All entries below are to be retyped in full, precisely as they appear.

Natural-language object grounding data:
▶

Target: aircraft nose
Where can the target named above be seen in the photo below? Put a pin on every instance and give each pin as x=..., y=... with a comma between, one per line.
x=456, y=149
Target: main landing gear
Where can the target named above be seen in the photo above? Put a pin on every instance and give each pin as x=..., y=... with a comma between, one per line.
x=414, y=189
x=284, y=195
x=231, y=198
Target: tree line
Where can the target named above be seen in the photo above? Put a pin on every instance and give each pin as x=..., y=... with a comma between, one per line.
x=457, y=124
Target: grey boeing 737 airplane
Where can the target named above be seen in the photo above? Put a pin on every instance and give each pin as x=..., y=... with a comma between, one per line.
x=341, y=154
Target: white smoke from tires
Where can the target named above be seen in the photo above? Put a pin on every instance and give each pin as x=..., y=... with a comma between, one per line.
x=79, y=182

◀

▶ [Answer section]
Target: aircraft nose
Where can the target named above be seen in the photo below? Put a pin on every instance and give each pin as x=..., y=... with a comma between, one per line.
x=456, y=149
Target: main landing gear
Where can the target named above be seen in the photo above? Put a pin on every instance and give each pin as x=..., y=... with a comma between, one per line.
x=414, y=189
x=284, y=195
x=231, y=198
Target: tree line
Where can the target named above be seen in the photo above? Put a pin on every instance and give each pin as x=..., y=... with a comma between, one per line.
x=457, y=124
Target: grey boeing 737 airplane
Where can the target named above be seen in the photo above? Put a pin on every instance and give each pin as x=..., y=... with a comma between, one per line.
x=341, y=154
Target: white smoke from tires
Where can the target named above be seen in the photo above? Put a pin on every instance and give each pin as x=..., y=... with a comma between, one per line.
x=79, y=182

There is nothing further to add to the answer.